— BEGIN Supplied material —
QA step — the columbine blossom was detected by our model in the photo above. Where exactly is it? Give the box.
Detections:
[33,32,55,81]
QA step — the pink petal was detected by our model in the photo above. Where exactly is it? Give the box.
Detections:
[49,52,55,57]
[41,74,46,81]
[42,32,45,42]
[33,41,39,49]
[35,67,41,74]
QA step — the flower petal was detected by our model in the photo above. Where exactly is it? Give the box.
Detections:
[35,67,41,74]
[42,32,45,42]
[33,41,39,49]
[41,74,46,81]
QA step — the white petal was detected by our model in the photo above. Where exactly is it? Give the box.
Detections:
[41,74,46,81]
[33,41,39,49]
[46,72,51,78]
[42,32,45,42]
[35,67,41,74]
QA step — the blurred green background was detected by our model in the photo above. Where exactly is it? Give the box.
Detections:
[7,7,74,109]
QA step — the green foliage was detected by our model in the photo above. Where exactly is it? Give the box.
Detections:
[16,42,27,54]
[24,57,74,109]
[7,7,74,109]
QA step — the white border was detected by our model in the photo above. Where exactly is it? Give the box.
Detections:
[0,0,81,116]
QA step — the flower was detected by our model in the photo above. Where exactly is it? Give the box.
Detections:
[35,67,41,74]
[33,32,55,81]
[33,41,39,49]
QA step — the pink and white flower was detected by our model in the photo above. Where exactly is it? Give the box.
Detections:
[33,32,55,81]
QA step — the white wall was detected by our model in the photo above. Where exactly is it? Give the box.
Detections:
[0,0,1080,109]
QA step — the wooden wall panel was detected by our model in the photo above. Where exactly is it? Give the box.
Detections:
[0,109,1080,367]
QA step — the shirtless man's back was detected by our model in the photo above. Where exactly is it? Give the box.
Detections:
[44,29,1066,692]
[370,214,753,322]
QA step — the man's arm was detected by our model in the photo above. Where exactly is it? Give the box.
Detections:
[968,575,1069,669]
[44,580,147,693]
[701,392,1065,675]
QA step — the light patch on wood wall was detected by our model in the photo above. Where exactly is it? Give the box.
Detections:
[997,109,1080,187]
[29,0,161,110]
— END Supplied material —
● Task requirements
Return each entry from the material above exactly as it appears.

● Task output
QA step — the columbine blossom was detected by our model in the photo above. Where exactly is it? Give the box.
Detections:
[33,32,55,81]
QA step — the pink petal was detected by our model in the photo above. Where exactly is it? Give the box.
Detections:
[49,52,55,57]
[41,74,46,81]
[42,32,45,42]
[33,41,39,49]
[35,67,41,74]
QA step — the flower petal was detected by our model in the photo above. Where exactly is it? Give the box.
Detections:
[35,67,41,74]
[42,32,45,42]
[33,41,39,49]
[41,74,46,81]
QA step — the white petal was detected by our model in the photo above. Where exactly is it? Give the box.
Detections:
[41,74,46,81]
[33,41,39,49]
[46,72,51,78]
[42,32,45,42]
[35,67,41,74]
QA step — the blurred green background was detected by our model in the photo above. Where exactly is it? Give the box.
Detections:
[7,7,74,109]
QA step — the green foliage was detected by our model in the photo above. Where exactly is it? Give the box.
Detections:
[16,42,27,54]
[24,57,74,109]
[7,7,74,109]
QA step — the white border was detected by our model in the photo above. Where exactly is it? Give the box.
Detections:
[0,0,81,116]
QA step — the flower was detected by our model in the photo above. Where exactly is it? Give the box.
Detections:
[35,67,41,74]
[33,32,55,81]
[33,41,39,49]
QA step — the pink and white flower was detected by our model in the photo above. Where exactly is it? Give the box.
Detections:
[33,32,55,81]
QA step — the white wall was detected by our model in the photo above. Where exactly is it? Give the box.
Detections:
[0,0,1080,109]
QA step — the wooden wall panel was detected by our model in the photo above. Where exactly is it? Give the box.
Detections:
[0,109,1080,367]
QA step — the shirtless man's back was detected by our model in the photo above. Where exactly is it? Give the box.
Detections:
[44,29,1066,692]
[370,214,753,322]
QA step — the man's arm was detected by our model in the photo above. Where exactly is it? Give the box.
Detections:
[968,575,1069,669]
[44,580,147,693]
[701,392,1065,675]
QA step — the light patch on wood wall was detected by our model in the photo above. Where exactly is it? Give the box.
Detections:
[997,109,1080,187]
[29,0,161,110]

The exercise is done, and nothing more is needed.